PASSAGE

###

LEADERS: What a slow growing economy means for airfreight

by Canadian Shipper

A sluggish global recovery, excess capacity and increasing security legislation are creating headwinds for airfreight carriers. At the recent Supply Chain Canada conference Lise-Marie Turpin, vice president, Air Canada Cargo; Jim Ramsay, vice president international freight forwarding, UPS Canada; and Jeffrey Cullen, president and CEO North America, Bellville Rodair International, discussed how the industry is coping and evolving.

CT&L: The Canadian economy appears to be slowing. From what you are seeing from your own  customer activity in the domestic and global markets, does this appear to be a minor hiccup or does it reflect more serious damage to the Canadian economy and global trade?

Turpin: We are noticing a slowing in the economy in general. A lot of indicators are a bit worrisome. But we are very dependent on what happens south of the border and in the US there appears to be some slow but steady growth occurring. The housing market has improved, the automotive industry is selling cars. So there are good news that should help in the longer term but there is always a gap between what happens in the US and what happens in Canada. I think we will get through this eventually but all indications when I speak to customers from around the world in different industries, is that things will be flat with hopefully a bit of an improvement towards the end of the year and in 2014.

Ramsay: Certainly it is hard to predict and get a good feel for where everything is going but I always keep in mind the resiliency of the Canadian entrepreneur and the ability of Canadian companies to adapt. Some of the surveys we’ve conducted show that in 2013, three out of five business leaders expect their business to be higher than the previous year. That’s a good signal.

The other aspect to consider is what is going on in the emerging markets and how is Canada positioning itself to shift a little bit away from its reliance on the US.  There are predictions that by 2025 trade with the US will be declining but the decline will be offset by trade with nations such as China, Brazil and India. There is a lot of fluctuation. The Canadian economy is going through some dramatic changes and it’s a great opportunity for people to be looking at their supply chain to take advantage of things going on outside Canada.

###

ENTRIES SUPPLIED

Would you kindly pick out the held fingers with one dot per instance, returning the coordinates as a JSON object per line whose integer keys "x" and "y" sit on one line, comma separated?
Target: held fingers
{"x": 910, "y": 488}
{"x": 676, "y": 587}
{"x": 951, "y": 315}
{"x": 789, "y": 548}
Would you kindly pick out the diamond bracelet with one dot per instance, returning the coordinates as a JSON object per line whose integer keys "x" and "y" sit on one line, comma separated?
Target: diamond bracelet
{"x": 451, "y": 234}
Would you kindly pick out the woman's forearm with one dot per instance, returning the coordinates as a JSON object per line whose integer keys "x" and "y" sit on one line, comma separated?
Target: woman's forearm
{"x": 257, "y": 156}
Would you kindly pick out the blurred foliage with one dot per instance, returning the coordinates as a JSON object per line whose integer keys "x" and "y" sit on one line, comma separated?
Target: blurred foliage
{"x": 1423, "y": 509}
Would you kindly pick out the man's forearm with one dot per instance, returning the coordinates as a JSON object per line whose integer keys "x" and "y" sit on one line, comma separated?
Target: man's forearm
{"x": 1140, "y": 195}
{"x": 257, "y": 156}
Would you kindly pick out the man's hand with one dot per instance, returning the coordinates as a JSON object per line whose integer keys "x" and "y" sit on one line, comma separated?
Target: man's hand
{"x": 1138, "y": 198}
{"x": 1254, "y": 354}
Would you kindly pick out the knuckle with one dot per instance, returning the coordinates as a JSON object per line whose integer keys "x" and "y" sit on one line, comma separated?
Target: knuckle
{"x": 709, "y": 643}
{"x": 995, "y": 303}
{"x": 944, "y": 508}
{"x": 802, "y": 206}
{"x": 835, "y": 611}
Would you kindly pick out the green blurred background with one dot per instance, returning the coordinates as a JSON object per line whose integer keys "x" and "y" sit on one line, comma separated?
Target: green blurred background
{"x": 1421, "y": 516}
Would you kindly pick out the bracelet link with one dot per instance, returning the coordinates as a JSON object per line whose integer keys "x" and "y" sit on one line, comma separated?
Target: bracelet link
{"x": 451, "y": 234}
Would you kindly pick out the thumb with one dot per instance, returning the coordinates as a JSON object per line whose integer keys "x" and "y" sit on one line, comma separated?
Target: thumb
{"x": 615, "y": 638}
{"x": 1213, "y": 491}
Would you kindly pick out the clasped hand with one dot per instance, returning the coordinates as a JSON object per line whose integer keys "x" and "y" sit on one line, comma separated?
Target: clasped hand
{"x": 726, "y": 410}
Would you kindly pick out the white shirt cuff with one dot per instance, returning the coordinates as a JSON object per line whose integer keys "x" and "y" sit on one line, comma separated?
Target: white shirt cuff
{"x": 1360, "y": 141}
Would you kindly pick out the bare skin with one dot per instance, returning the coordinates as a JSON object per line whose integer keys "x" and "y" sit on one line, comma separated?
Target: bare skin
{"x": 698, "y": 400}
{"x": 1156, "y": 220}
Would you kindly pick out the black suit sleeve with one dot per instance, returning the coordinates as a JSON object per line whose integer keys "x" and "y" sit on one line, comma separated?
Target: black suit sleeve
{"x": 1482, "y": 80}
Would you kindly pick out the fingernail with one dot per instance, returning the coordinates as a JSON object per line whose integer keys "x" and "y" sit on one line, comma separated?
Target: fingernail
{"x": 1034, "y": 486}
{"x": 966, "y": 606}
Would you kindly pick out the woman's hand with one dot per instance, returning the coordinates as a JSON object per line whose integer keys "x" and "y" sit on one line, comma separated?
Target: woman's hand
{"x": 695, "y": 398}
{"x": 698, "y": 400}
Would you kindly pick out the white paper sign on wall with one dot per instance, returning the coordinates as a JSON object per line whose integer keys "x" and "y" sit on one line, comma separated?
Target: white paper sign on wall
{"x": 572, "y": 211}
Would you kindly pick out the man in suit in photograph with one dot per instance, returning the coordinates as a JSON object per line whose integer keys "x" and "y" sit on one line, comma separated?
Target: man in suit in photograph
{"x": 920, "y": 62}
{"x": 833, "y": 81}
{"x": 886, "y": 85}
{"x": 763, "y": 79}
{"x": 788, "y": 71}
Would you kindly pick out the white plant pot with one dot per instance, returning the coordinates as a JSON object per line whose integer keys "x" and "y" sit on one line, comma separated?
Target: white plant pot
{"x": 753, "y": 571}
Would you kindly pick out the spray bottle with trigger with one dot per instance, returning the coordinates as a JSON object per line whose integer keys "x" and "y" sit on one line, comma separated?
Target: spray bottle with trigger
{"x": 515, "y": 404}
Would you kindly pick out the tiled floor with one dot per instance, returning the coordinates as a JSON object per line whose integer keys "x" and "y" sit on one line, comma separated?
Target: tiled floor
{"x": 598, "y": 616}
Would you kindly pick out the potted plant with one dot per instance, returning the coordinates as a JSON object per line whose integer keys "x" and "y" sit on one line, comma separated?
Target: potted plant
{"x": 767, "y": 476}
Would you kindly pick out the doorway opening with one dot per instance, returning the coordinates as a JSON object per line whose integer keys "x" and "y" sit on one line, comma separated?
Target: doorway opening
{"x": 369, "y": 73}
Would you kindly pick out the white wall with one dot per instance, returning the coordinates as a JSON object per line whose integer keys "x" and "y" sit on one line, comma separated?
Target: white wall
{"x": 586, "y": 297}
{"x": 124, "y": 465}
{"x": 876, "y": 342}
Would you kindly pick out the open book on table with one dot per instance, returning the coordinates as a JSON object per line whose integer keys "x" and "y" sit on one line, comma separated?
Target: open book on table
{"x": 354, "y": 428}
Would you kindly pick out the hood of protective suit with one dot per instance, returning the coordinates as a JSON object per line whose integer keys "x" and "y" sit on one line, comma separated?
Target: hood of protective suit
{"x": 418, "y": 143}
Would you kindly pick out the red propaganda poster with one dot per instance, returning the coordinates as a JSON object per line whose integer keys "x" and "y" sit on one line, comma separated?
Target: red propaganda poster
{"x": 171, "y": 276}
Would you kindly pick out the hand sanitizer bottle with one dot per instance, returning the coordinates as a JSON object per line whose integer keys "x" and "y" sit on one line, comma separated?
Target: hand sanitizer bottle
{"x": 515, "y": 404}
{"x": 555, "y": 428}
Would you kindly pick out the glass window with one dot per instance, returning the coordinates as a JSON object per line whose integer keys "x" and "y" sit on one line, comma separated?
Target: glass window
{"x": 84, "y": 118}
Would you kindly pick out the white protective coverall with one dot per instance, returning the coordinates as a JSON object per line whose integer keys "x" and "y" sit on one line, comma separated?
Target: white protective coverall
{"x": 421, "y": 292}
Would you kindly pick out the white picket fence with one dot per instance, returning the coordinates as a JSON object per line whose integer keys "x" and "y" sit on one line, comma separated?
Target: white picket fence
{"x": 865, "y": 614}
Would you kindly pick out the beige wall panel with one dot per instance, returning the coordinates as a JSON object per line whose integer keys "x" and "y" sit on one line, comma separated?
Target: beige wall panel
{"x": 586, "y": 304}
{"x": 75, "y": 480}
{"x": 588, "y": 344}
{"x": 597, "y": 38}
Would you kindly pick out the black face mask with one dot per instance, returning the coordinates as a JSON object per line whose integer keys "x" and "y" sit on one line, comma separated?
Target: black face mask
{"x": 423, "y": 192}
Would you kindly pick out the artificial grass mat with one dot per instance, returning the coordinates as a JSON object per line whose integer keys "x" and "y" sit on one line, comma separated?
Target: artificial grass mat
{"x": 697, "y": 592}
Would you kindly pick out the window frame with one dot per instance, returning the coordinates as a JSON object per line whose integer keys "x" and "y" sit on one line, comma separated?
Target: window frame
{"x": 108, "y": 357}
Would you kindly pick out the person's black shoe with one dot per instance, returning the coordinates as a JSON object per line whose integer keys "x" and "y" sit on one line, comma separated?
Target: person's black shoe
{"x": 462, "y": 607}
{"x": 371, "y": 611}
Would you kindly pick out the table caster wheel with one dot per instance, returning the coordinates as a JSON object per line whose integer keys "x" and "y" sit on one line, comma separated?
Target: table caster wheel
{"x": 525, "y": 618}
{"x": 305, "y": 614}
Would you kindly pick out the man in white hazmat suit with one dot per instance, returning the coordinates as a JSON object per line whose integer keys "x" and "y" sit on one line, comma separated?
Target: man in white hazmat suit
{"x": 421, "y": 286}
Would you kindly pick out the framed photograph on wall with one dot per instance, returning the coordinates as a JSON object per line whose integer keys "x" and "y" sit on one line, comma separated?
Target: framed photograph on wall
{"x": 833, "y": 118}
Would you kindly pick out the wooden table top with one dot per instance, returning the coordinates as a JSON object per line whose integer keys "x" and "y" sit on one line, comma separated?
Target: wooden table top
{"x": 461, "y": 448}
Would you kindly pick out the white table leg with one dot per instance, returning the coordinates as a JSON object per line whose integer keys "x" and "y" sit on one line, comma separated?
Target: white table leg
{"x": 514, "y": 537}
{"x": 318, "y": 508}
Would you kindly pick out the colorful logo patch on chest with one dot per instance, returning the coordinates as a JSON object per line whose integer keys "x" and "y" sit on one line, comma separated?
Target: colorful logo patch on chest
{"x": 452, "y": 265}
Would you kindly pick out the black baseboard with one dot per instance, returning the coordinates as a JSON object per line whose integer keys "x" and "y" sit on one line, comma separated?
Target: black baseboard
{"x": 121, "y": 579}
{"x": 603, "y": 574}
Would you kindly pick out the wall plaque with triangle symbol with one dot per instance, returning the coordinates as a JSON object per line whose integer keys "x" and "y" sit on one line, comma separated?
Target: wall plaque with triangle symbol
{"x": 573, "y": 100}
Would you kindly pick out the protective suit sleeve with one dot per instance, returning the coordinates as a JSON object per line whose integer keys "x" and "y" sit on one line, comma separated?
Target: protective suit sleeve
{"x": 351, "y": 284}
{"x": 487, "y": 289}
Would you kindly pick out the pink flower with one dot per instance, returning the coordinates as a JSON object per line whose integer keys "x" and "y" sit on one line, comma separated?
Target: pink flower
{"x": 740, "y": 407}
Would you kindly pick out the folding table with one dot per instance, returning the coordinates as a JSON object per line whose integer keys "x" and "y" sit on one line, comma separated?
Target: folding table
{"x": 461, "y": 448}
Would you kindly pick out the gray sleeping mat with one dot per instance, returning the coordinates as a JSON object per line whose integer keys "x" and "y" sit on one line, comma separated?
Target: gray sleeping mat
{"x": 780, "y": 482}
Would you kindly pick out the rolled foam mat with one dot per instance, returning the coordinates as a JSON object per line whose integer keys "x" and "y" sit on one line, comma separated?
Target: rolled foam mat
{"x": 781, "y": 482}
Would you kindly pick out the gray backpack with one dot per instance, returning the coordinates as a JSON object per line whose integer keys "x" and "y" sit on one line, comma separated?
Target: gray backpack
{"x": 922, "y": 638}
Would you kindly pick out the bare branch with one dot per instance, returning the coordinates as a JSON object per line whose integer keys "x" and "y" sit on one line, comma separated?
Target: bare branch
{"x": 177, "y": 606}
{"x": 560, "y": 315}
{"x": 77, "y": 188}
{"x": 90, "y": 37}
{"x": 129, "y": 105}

###

Swap "headwinds" for "obstacles" and write out the airfreight article from "by Canadian Shipper" up to and including "coping and evolving.". These lines have no connection to the airfreight article.

ANSWER
by Canadian Shipper

A sluggish global recovery, excess capacity and increasing security legislation are creating obstacles for airfreight carriers. At the recent Supply Chain Canada conference Lise-Marie Turpin, vice president, Air Canada Cargo; Jim Ramsay, vice president international freight forwarding, UPS Canada; and Jeffrey Cullen, president and CEO North America, Bellville Rodair International, discussed how the industry is coping and evolving.